- _Supplied material_:

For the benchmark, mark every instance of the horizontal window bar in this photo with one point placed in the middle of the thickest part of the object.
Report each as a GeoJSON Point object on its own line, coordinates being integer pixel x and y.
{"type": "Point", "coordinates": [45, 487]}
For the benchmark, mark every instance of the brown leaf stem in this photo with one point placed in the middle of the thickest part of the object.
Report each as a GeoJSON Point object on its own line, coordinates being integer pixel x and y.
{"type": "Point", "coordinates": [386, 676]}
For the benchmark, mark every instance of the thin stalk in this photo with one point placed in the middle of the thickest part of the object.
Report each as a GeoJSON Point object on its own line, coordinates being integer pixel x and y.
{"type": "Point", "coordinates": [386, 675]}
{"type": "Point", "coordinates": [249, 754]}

- _Written instruction_: Please set down all of the rows above again, word for word, with every line kept as it stands.

- _Final result_:
For the benchmark, mark every instance of the horizontal window bar in this photo with one point placed in the middle of the thickest part of the object.
Report each as a GeoJSON Point object on its own line, coordinates being integer pixel x and y.
{"type": "Point", "coordinates": [45, 487]}
For the benchmark, mark every instance of the brown leaf stem in this photo with one point placed in the middle of the thickest part of the object.
Report each as a GeoJSON Point object on its own line, coordinates being integer pixel x and y.
{"type": "Point", "coordinates": [386, 676]}
For the benchmark, mark every instance of the thin stalk in this photo with one point placed in the middle of the thickest part of the object.
Report each as a GeoJSON Point object on its own line, coordinates being integer pixel x and y.
{"type": "Point", "coordinates": [386, 675]}
{"type": "Point", "coordinates": [249, 754]}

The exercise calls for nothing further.